ROIs from different sessions with zero spatial overlap have very low probability of being considered the same ROI during the clustering step. Blurring the spatial footprint masks can increase the overlap between ROIs that drift apart from each other. It's a good idea to increase the `kernel_halfWidth` if you are working with sparsely labeled ROIs or ROIs that change/move from session to session.

In [None]:
blurrer = roicat.tracking.blurring.ROI_Blurrer(
    frame_shape=(data.FOV_height, data.FOV_width),  ## FOV height and width
    kernel_halfWidth=4,  ## The half width of the 2D gaussian used to blur the ROI masks
    plot_kernel=False,  ## Whether to visualize the 2D gaussian
)

blurrer.blur_ROIs(
    spatialFootprints=aligner.ROIs_aligned[:],
);

See that the blurred ROIs are overlapping each other

In [None]:
roicat.visualization.display_toggle_image_stack(blurrer.get_ROIsBlurred_maxIntensityProjection())

# ROInet embedding

This step passes the images of each ROI through the ROInet neural network. The inputs are the images, the output is an array describing the visual properties of each ROI.

PROVIDED RECORDS:

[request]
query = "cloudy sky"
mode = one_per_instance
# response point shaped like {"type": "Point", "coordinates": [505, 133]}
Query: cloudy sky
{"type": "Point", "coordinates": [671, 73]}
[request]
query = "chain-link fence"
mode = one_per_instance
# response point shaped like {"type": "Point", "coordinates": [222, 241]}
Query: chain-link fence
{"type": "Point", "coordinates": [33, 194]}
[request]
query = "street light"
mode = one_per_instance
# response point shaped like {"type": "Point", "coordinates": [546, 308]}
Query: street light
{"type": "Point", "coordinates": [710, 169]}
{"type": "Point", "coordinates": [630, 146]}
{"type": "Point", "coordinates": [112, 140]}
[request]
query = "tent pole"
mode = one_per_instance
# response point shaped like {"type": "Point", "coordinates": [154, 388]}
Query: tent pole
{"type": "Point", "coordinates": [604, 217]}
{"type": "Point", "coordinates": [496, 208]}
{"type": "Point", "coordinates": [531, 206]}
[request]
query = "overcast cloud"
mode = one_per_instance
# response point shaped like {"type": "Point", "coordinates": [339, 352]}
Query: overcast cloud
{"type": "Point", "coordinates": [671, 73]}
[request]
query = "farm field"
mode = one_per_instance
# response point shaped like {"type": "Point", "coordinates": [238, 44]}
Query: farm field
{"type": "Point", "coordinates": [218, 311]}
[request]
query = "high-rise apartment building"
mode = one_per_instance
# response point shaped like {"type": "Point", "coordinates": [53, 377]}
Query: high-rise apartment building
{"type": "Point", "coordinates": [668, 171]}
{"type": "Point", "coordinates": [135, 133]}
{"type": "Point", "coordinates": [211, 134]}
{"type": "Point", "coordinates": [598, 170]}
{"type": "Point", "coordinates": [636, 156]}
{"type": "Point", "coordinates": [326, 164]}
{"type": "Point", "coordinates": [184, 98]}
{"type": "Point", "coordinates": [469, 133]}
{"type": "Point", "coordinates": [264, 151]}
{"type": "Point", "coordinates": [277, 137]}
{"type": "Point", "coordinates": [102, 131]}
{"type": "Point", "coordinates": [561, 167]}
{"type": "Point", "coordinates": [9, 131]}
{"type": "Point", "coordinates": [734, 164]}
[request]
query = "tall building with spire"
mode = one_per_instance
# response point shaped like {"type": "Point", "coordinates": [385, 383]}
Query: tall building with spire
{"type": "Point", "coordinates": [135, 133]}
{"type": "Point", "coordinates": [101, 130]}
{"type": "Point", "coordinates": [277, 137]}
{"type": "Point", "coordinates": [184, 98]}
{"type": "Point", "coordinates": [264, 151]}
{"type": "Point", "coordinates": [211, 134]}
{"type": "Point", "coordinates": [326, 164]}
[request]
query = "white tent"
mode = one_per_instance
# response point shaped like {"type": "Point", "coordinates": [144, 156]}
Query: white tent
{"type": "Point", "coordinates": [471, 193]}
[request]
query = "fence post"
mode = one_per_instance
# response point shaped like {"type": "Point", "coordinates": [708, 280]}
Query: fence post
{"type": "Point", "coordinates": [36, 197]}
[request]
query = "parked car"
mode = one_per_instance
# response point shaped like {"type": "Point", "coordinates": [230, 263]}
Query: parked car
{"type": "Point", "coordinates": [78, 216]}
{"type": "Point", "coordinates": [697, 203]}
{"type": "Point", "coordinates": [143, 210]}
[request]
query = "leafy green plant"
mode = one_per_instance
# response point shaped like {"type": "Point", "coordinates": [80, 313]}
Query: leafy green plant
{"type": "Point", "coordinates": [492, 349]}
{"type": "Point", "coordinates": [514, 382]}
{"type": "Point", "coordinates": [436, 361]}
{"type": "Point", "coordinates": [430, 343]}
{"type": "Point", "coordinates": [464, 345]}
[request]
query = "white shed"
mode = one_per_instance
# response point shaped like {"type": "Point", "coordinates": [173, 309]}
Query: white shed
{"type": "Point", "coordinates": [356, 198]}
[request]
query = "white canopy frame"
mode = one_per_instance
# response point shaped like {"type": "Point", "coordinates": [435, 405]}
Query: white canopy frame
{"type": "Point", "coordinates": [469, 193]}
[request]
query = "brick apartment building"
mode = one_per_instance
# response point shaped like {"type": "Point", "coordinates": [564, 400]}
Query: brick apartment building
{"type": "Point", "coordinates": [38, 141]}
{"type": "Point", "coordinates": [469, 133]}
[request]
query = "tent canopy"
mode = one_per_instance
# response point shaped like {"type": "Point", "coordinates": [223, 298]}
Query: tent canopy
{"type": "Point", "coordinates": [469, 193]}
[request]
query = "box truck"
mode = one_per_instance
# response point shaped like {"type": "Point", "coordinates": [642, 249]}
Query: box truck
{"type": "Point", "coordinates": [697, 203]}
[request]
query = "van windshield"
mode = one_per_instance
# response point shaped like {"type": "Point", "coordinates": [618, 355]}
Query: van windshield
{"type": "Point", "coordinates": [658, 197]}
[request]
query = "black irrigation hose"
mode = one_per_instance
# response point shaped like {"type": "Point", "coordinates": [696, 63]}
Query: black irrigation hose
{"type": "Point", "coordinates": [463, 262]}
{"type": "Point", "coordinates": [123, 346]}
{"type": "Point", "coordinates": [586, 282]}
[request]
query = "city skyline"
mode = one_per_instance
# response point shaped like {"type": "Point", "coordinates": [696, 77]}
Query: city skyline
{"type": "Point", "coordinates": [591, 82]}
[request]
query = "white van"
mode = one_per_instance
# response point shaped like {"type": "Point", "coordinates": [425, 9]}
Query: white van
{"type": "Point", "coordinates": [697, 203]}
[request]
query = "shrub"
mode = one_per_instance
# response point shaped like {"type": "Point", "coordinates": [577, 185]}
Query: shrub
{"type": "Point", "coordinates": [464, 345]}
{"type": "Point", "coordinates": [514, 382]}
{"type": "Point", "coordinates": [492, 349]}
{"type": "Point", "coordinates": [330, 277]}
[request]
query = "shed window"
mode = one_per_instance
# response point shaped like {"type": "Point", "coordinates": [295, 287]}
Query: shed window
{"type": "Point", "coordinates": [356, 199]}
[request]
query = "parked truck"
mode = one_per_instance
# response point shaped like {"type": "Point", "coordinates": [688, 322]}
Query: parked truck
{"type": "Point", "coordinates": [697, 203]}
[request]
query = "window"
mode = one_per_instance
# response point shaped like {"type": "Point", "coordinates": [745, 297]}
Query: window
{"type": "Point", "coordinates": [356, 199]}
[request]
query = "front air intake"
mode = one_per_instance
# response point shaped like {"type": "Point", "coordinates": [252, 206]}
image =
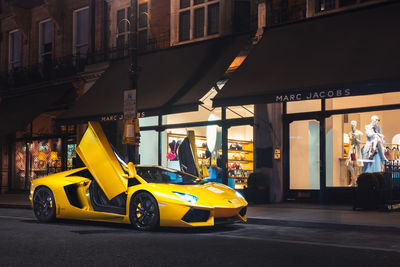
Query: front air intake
{"type": "Point", "coordinates": [196, 215]}
{"type": "Point", "coordinates": [243, 211]}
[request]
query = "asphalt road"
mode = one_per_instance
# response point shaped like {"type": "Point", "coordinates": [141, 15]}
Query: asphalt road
{"type": "Point", "coordinates": [25, 242]}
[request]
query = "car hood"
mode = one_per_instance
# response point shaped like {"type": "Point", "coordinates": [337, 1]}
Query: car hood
{"type": "Point", "coordinates": [209, 194]}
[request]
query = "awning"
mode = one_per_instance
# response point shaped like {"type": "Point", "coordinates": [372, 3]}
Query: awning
{"type": "Point", "coordinates": [351, 53]}
{"type": "Point", "coordinates": [170, 81]}
{"type": "Point", "coordinates": [17, 111]}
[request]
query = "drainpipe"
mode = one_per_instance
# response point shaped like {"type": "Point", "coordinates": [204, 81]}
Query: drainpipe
{"type": "Point", "coordinates": [105, 26]}
{"type": "Point", "coordinates": [93, 29]}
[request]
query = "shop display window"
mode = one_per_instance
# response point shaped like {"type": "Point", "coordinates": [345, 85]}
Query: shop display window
{"type": "Point", "coordinates": [303, 106]}
{"type": "Point", "coordinates": [360, 142]}
{"type": "Point", "coordinates": [240, 154]}
{"type": "Point", "coordinates": [363, 101]}
{"type": "Point", "coordinates": [36, 159]}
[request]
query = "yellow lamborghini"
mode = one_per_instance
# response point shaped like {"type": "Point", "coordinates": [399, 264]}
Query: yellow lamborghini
{"type": "Point", "coordinates": [110, 190]}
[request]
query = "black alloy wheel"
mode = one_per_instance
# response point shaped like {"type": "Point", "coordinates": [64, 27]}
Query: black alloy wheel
{"type": "Point", "coordinates": [44, 205]}
{"type": "Point", "coordinates": [144, 212]}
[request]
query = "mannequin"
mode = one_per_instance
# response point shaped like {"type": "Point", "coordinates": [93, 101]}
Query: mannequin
{"type": "Point", "coordinates": [354, 158]}
{"type": "Point", "coordinates": [374, 150]}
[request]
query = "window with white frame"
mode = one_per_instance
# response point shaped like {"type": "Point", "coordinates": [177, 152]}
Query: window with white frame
{"type": "Point", "coordinates": [198, 19]}
{"type": "Point", "coordinates": [14, 52]}
{"type": "Point", "coordinates": [45, 41]}
{"type": "Point", "coordinates": [123, 26]}
{"type": "Point", "coordinates": [81, 32]}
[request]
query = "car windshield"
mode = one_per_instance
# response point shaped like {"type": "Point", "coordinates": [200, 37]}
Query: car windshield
{"type": "Point", "coordinates": [166, 176]}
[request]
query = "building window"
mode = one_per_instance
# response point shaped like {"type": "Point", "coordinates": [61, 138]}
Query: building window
{"type": "Point", "coordinates": [14, 50]}
{"type": "Point", "coordinates": [198, 22]}
{"type": "Point", "coordinates": [123, 30]}
{"type": "Point", "coordinates": [213, 19]}
{"type": "Point", "coordinates": [184, 26]}
{"type": "Point", "coordinates": [81, 32]}
{"type": "Point", "coordinates": [143, 26]}
{"type": "Point", "coordinates": [326, 5]}
{"type": "Point", "coordinates": [198, 19]}
{"type": "Point", "coordinates": [45, 43]}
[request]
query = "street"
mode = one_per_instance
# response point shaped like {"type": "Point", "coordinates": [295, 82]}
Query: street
{"type": "Point", "coordinates": [75, 243]}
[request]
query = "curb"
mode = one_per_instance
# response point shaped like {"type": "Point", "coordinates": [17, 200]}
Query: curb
{"type": "Point", "coordinates": [335, 226]}
{"type": "Point", "coordinates": [15, 206]}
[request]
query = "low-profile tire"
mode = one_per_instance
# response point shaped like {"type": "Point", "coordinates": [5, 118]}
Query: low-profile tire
{"type": "Point", "coordinates": [143, 212]}
{"type": "Point", "coordinates": [44, 205]}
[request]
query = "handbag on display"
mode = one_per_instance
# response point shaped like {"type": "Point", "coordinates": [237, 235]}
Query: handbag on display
{"type": "Point", "coordinates": [172, 154]}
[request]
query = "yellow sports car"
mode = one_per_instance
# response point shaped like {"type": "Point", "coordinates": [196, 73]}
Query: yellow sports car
{"type": "Point", "coordinates": [110, 190]}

TASK DIRECTIONS:
Reproduce the stretch of the ROI blurring text from "ROIs from different" through "session to session." word for word.

THE OUTPUT:
ROIs from different sessions with zero spatial overlap have very low probability of being considered the same ROI during the clustering step. Blurring the spatial footprint masks can increase the overlap between ROIs that drift apart from each other. It's a good idea to increase the `kernel_halfWidth` if you are working with sparsely labeled ROIs or ROIs that change/move from session to session.